● **Supplied passage**:
▼

I went into our silent dinner, and
afterwards did a double take as I saw something large and brown
outside of a glass door on the way back to my room. It was a doe,
lying on a patch of tall ornamental grasses, planted to block our
inside view of two electrical transformer boxes facing the parking
lot. She also stared directly at me, poised for flight. But she
didn’t stir. I tried not to have predatory eyes in gazing back at
her. Then I saw her mouth was slightly open and she was panting. I
saw her entire belly rolling and realized she was in early stage
labor. Her teats were swollen, and when not staring at me, was
lifting her back leg up to lick at herself. Richard and I had birthed
enough lambs together to know a laboring ungulate when I see one. I
kept telling her, over the ten minutes we were communing, that she
had to find another place for giving birth. “I know there are
fireworks going off all around here. It seems safe behind those boxes
and on this grass, but this is also a place where many humans
traverse every day. It is too exposed for you. Please move on now.”
She looked at me intensely, shook herself, and bounded off into the
woods.
Touched by that encounter, I went back
to my room. Immediately, as I sat down in my meditation chair by the
windows, a female cardinal perched on the closest branch and looked
at me, one eye at a time. When she flew off, two American goldfinches
alighted next. Their feathered sunshine danced and flittered together
until they both stopped to gaze back at my laughing face. When they
departed I felt thoroughly in touch with Richard.

▲

● **What you are asked to do**:
Retype the entire passage about the doe exactly as it appears, word for word. The records that come next are separate material and are not part of the passage about the doe.

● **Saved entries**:

▼

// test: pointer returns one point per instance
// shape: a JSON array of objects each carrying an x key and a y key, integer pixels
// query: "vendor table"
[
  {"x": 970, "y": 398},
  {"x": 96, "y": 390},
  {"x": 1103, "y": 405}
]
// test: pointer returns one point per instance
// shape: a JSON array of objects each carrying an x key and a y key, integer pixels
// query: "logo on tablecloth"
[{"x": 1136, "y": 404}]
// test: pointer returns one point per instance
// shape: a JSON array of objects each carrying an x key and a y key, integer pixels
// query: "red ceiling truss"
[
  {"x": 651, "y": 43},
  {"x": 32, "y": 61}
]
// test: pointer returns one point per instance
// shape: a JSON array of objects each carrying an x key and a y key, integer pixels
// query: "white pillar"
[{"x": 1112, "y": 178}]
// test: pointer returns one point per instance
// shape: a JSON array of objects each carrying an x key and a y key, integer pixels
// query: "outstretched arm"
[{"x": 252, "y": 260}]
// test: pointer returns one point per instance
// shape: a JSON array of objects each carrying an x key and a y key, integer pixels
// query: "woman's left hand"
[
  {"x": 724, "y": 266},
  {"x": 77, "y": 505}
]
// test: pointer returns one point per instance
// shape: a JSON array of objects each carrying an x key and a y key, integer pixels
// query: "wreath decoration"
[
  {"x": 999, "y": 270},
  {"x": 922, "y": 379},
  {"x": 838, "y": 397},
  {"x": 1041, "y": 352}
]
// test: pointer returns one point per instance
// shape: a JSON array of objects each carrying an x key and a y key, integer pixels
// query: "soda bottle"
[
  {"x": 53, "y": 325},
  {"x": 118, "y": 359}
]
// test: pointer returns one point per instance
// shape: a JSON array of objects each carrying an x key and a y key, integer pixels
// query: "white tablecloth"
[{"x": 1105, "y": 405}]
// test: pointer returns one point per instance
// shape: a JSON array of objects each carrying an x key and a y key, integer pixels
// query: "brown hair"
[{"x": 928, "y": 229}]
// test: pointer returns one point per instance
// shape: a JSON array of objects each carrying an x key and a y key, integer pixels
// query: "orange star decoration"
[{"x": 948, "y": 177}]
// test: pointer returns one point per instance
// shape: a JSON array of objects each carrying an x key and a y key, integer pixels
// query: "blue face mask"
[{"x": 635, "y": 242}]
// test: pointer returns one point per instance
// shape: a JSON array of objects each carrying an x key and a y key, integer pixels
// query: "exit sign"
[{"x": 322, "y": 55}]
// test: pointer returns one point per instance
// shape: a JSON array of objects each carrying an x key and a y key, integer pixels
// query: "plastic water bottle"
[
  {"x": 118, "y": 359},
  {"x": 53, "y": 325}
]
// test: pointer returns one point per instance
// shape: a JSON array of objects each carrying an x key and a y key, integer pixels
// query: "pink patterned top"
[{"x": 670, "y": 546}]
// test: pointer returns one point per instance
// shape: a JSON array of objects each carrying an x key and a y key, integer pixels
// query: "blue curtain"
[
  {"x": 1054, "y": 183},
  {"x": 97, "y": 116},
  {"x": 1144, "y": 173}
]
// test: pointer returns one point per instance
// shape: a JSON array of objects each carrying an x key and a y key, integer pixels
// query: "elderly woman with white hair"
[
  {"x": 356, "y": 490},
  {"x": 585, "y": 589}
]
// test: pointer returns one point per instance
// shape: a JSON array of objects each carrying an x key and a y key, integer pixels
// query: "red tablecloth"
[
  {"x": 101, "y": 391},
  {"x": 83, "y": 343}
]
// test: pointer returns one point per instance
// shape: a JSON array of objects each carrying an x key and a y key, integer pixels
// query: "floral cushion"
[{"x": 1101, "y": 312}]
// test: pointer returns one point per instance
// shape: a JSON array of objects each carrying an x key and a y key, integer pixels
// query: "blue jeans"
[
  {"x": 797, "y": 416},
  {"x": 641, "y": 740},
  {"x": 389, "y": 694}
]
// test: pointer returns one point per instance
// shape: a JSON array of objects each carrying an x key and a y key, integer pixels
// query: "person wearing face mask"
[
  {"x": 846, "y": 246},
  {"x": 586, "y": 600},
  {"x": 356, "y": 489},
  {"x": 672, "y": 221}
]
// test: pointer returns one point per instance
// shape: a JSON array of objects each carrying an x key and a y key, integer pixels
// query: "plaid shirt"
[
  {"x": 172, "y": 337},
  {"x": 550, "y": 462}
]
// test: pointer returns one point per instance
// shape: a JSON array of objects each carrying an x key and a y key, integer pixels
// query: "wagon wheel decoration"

▲

● **Your response**:
I went into our silent dinner, and
afterwards did a double take as I saw something large and brown
outside of a glass door on the way back to my room. It was a doe,
lying on a patch of tall ornamental grasses, planted to block our
inside view of two electrical transformer boxes facing the parking
lot. She also stared directly at me, poised for flight. But she
didn’t stir. I tried not to have predatory eyes in gazing back at
her. Then I saw her mouth was slightly open and she was panting. I
saw her entire belly rolling and realized she was in early stage
labor. Her teats were swollen, and when not staring at me, was
lifting her back leg up to lick at herself. Richard and I had birthed
enough lambs together to know a laboring ungulate when I see one. I
kept telling her, over the ten minutes we were communing, that she
had to find another place for giving birth. “I know there are
fireworks going off all around here. It seems safe behind those boxes
and on this grass, but this is also a place where many humans
traverse every day. It is too exposed for you. Please move on now.”
She looked at me intensely, shook herself, and bounded off into the
woods.
Touched by that encounter, I went back
to my room. Immediately, as I sat down in my meditation chair by the
windows, a female cardinal perched on the closest branch and looked
at me, one eye at a time. When she flew off, two American goldfinches
alighted next. Their feathered sunshine danced and flittered together
until they both stopped to gaze back at my laughing face. When they
departed I felt thoroughly in touch with Richard.